• Task:
Convert the listing, from its first line through the line containing "point(165, 175)", both included, into a Markdown table with the columns Row and Line, numbering each non-blank line and skipping blank ones. Omit the pictures.

• Information provided:
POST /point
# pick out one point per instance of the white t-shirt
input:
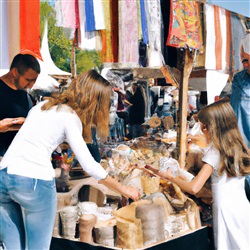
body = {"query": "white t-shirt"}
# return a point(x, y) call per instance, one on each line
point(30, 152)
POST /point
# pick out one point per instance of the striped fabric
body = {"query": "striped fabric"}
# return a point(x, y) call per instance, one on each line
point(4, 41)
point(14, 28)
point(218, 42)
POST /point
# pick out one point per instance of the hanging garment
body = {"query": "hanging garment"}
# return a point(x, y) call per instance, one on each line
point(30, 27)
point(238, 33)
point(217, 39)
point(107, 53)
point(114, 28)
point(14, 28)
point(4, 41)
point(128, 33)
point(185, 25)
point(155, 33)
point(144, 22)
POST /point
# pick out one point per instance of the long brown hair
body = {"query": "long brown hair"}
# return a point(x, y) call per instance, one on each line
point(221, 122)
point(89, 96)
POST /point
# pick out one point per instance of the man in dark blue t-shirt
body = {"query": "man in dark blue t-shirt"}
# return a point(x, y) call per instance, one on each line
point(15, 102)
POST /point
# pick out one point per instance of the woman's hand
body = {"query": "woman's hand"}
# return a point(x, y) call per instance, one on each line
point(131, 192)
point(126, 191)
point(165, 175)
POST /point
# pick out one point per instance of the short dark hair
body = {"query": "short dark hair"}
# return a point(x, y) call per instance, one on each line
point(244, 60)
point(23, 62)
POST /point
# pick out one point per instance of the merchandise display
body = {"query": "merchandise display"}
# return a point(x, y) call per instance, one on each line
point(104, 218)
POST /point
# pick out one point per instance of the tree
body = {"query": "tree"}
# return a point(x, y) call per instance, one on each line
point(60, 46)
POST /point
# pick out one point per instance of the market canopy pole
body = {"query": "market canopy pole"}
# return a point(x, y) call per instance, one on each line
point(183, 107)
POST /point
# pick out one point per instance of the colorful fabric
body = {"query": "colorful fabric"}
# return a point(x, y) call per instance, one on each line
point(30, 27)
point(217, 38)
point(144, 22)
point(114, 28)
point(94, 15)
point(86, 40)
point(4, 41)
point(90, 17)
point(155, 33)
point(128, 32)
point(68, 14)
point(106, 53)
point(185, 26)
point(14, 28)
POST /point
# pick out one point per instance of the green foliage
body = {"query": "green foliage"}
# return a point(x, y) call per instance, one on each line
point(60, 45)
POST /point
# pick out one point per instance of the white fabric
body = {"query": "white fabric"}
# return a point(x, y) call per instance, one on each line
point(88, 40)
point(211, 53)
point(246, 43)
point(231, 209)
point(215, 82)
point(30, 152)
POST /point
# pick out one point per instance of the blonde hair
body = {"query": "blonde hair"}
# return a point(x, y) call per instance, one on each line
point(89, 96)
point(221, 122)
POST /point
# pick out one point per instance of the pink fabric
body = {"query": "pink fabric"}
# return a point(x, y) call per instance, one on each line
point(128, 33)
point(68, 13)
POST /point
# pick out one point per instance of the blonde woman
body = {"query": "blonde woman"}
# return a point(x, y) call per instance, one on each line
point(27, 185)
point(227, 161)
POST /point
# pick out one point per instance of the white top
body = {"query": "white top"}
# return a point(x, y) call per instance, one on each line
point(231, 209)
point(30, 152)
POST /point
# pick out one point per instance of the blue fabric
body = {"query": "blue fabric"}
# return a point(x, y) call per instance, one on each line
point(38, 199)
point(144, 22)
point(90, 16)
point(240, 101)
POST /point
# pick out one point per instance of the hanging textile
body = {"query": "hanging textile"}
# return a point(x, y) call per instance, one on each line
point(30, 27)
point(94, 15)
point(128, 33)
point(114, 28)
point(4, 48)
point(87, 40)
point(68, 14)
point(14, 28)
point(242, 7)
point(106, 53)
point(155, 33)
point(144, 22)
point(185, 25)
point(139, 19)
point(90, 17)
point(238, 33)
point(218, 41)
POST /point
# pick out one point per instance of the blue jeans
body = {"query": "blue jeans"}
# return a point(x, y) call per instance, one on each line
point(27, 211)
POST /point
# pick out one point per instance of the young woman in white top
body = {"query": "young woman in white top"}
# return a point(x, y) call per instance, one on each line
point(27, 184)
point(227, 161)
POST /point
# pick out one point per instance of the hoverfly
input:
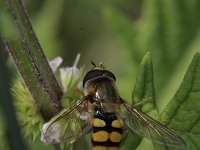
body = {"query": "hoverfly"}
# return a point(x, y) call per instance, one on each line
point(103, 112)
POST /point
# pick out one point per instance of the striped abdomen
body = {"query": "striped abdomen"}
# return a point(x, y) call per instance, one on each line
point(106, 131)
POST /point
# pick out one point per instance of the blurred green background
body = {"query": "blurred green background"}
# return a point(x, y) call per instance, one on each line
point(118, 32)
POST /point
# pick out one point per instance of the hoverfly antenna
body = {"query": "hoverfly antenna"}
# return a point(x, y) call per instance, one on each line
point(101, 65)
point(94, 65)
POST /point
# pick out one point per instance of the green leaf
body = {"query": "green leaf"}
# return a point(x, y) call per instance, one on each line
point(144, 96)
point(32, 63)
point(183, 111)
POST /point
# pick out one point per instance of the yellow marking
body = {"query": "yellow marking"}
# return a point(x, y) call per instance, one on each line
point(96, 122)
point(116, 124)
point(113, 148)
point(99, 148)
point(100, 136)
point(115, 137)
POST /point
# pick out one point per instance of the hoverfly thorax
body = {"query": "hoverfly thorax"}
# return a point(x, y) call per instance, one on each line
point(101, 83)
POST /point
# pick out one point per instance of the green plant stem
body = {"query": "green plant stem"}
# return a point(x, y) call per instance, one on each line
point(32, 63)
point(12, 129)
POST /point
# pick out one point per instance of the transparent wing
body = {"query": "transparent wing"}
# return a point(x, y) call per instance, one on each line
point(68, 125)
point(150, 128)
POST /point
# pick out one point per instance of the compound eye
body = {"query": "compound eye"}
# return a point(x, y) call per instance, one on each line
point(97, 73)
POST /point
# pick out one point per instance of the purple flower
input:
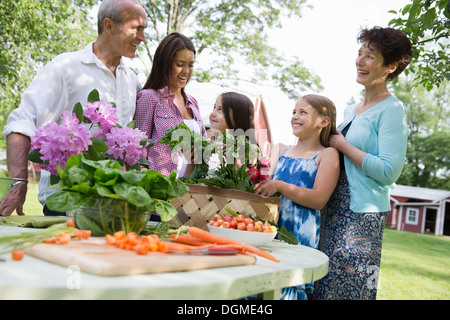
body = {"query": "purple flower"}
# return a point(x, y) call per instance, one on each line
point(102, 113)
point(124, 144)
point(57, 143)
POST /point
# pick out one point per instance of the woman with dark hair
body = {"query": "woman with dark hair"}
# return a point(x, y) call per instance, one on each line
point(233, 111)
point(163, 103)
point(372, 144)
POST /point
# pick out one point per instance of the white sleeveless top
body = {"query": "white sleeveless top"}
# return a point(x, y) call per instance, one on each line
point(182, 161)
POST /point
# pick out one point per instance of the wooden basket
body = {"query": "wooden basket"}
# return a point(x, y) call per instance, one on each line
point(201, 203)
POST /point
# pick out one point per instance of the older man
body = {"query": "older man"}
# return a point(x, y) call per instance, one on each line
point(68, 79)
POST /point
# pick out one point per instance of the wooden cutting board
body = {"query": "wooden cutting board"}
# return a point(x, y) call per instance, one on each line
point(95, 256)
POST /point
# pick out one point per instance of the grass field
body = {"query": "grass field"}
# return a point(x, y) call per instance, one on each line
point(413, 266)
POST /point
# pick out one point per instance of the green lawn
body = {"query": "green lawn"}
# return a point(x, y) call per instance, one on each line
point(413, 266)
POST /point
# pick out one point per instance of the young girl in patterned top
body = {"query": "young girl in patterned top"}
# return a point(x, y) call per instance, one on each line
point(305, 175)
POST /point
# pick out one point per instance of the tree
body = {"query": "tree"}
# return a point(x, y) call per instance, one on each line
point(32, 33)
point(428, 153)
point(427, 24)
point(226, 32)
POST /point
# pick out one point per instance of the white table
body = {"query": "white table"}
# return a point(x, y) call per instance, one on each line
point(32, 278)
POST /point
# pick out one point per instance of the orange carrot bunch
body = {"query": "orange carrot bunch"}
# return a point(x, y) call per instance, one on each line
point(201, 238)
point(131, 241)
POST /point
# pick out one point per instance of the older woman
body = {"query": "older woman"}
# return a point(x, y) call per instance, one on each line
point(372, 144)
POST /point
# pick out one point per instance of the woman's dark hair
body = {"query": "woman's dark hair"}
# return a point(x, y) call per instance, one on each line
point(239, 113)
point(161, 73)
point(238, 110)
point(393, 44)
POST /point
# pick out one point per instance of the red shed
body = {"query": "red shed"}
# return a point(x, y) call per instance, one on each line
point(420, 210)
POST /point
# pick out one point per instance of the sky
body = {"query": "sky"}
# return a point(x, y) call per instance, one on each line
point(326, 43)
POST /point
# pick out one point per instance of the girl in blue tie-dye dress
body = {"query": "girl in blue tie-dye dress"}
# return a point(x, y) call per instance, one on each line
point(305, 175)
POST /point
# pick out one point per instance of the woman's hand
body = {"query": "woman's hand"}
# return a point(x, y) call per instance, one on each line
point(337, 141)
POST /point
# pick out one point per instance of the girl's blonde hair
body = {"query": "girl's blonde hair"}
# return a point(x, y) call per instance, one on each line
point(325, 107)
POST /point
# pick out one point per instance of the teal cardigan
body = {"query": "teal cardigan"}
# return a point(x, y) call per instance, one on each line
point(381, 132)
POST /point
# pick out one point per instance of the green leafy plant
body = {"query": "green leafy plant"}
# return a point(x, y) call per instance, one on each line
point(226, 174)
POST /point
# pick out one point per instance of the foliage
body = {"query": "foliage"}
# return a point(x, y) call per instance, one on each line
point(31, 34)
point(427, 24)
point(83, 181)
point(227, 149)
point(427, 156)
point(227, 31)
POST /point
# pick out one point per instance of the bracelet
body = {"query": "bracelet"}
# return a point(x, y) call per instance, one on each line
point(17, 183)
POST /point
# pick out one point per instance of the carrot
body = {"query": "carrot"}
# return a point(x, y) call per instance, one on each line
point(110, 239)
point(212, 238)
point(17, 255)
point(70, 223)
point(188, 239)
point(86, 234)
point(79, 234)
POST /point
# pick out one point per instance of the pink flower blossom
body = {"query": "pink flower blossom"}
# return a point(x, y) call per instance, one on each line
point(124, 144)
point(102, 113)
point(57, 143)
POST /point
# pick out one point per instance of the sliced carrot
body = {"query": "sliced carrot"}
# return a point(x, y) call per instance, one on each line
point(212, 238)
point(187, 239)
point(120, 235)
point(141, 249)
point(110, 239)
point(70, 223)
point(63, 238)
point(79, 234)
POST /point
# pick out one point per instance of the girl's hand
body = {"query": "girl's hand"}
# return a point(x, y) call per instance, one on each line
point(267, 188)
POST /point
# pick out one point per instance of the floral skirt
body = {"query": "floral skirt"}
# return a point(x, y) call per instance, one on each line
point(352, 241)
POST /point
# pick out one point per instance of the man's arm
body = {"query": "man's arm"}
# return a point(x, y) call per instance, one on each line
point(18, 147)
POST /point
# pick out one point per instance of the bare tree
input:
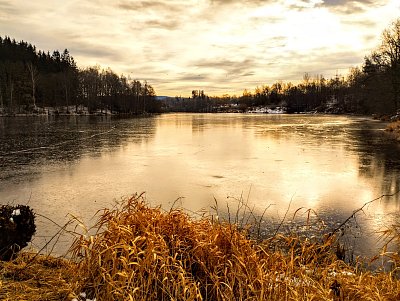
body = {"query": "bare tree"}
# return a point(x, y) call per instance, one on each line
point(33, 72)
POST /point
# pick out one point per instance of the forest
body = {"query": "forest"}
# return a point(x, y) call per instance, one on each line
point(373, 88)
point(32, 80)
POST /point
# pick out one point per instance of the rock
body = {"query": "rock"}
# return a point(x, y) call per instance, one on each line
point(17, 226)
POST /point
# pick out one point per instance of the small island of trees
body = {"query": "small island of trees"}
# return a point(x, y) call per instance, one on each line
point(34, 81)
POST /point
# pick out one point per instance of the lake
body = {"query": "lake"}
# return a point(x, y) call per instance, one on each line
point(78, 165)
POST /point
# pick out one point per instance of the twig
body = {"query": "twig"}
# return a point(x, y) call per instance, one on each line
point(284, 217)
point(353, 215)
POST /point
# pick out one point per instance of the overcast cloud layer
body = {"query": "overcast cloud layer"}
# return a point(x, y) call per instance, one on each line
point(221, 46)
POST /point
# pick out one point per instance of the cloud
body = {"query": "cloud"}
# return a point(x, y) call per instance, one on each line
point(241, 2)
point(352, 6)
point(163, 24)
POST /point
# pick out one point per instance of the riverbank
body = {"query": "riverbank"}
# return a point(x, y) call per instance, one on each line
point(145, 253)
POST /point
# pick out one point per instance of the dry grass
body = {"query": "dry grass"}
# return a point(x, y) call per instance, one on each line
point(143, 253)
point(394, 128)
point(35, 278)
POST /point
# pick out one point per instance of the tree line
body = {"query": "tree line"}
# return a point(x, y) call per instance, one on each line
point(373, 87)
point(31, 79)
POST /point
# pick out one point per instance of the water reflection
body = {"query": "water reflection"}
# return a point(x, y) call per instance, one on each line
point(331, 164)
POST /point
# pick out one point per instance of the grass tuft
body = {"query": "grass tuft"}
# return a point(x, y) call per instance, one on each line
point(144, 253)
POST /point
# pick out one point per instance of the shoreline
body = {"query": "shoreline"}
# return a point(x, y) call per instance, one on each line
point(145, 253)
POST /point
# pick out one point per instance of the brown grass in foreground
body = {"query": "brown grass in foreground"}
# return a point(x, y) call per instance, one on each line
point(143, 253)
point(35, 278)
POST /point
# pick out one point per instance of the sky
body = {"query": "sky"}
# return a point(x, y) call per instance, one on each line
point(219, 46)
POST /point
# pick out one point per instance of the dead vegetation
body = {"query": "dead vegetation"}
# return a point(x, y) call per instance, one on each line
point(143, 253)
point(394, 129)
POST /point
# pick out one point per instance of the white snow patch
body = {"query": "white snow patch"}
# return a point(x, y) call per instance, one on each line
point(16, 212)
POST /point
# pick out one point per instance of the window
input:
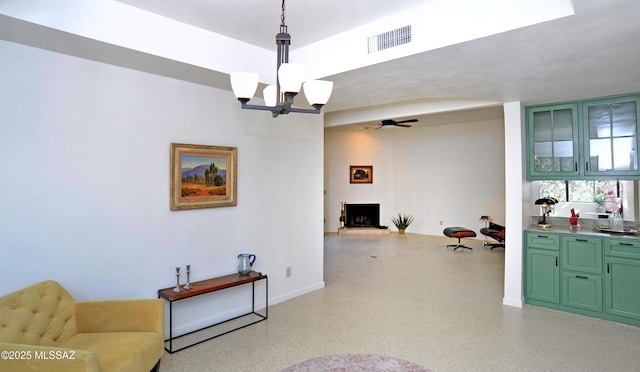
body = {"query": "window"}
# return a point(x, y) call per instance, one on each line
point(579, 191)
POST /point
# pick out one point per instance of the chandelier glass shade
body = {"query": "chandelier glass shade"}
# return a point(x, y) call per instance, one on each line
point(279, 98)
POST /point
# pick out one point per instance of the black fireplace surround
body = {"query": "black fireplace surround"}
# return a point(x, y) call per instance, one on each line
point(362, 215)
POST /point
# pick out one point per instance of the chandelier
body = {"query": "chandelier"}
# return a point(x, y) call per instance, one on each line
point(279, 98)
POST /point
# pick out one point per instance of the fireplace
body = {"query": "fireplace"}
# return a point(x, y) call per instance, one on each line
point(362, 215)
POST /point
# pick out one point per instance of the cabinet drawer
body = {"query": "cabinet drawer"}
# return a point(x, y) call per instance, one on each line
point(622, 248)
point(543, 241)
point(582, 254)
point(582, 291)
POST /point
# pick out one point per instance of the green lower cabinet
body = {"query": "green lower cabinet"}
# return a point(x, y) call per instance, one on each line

• Task result:
| Row | Line |
|---|---|
| 1 | POST /point |
| 2 | # pick out one point per instance of the white t-shirt |
| 3 | input: |
| 4 | body = {"query": "white t-shirt"} |
| 5 | # return a point(x, y) call per instance, one on each line |
| 6 | point(30, 152) |
| 7 | POST /point |
| 8 | # pick out one point per instance of the striped fabric |
| 9 | body = {"query": "striped fabric"} |
| 10 | # return a point(x, y) call per instance, one on each line |
| 11 | point(4, 41) |
| 12 | point(14, 28) |
| 13 | point(218, 42) |
| 14 | POST /point |
| 15 | # pick out one point per instance of the hanging garment |
| 16 | body = {"query": "hanging garment"} |
| 17 | # return a point(x, y) call per instance, one on each line |
| 18 | point(30, 27) |
| 19 | point(238, 33) |
| 20 | point(217, 39) |
| 21 | point(107, 53) |
| 22 | point(114, 28) |
| 23 | point(14, 28) |
| 24 | point(4, 41) |
| 25 | point(128, 33) |
| 26 | point(185, 25) |
| 27 | point(155, 33) |
| 28 | point(144, 22) |
| 29 | POST /point |
| 30 | # pick out one point per instance of the long brown hair |
| 31 | body = {"query": "long brown hair"} |
| 32 | # return a point(x, y) call per instance, one on each line |
| 33 | point(221, 122) |
| 34 | point(89, 96) |
| 35 | POST /point |
| 36 | # pick out one point per instance of the man in dark blue t-shirt |
| 37 | body = {"query": "man in dark blue t-shirt"} |
| 38 | # return a point(x, y) call per instance, one on each line |
| 39 | point(15, 102) |
| 40 | POST /point |
| 41 | # pick out one point per instance of the woman's hand |
| 42 | body = {"query": "woman's hand"} |
| 43 | # return a point(x, y) call per instance, one on each line |
| 44 | point(131, 192) |
| 45 | point(126, 191) |
| 46 | point(165, 175) |